*Quoted text*

Schumer on the Belfast Project

Senator Charles E. Schumer
Senator Charles E. Schumer
A hat-tip to Chris Bray, for bringing to light Senator Charles E. Schumer’s letter to the Attorney General and the Secretary of State expressing concern about the government’s subpoenas in the Belfast Project case. Here are two key excerpts from the letter:

During the ratification of this treaty we in the United States Senate made clear that provisions of this treaty, and other (sic) with the UK, should not be invoked pursuant to political goals related to Northern Ireland. In particular, the Senate resolution that accompanied the ratification of the extradition treaty in 2007 states that, “The Senate understand that the purpose of the treaty is to strengthen law enforcement cooperation between the United States and the [U]nited Kingdom by modernizing the extradition process for all serious offenses and that the treaty is not intended to reopen issues addressed in the Belfast Agreement, or to impede any further efforts to resolve conflicts in Northern Ireland.

Given the close relationship we have with the United Kingdom and our deep commitment to a lasting peace in Northern Ireland, I urge you to work with the British authorities to have this MLAT request withdrawn.

*Source material*
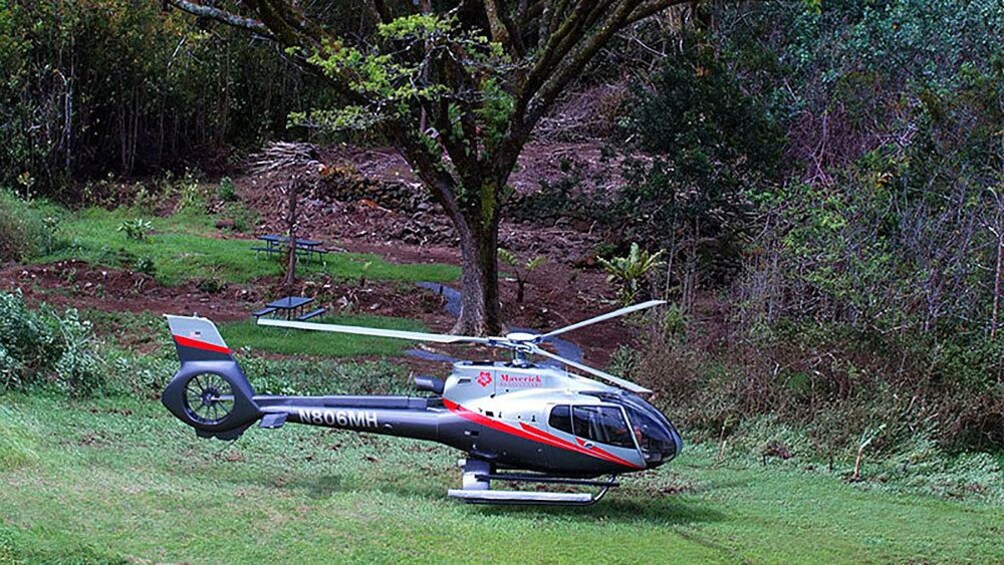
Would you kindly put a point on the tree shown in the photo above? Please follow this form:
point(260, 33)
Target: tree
point(456, 87)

*What this exercise asks*
- a) Reproduce the Belfast Project post from "Given the close" up to and including "MLAT request withdrawn.", substituting "rescinded" for "withdrawn".
- b) Answer these questions using the Belfast Project post:
(i) Who is credited with bringing the senator's letter to light?
(ii) To which two officials was the letter addressed?
(iii) In what year did the Senate resolution accompany ratification of the extradition treaty?
- c) Extend the Belfast Project post beyond its final sentence.

*Answers for the tasks*
- a)
Given the close relationship we have with the United Kingdom and our deep commitment to a lasting peace in Northern Ireland, I urge you to work with the British authorities to have this MLAT request rescinded.

- b)
(i) Chris Bray
(ii) The Attorney General and the Secretary of State
(iii) 2007

- c)
My main reaction to the letter is that letters like these from important US senators (Senator Kerry has also written a similar letter) are probably the best shot opponents of the subpoenas have at stopping them. I have long thought that if there is a winning strategy for them, it is a political strategy, not a legal strategy.

But let’s look more closely at the letter. The first excerpt I quoted motivated a post by Chris Bray, maybe the web’s leading advocate for Ed Moloney and Anthony McIntyre, asserting (in its title no less) that “the people who ratified the US-UK MLAT think the DOJ is wrong about what the treaty means.” The gist is that when ratifying the 2007 extradition treaty between the United States and the United Kingdom, the Senate resolved that it understood the treaty was “not intended to reopen issues addressed in the Belfast Agreement, or to impede any further efforts to resolve conflicts in Northern Ireland.” So, Senator Schumer and Chris suggest, the legislative history of the treaty shows that the subpoenas are impermissible (under the treaty—even if the treaty did not apply, the UK still could have proceeded via 28 U.S.C. § 1782).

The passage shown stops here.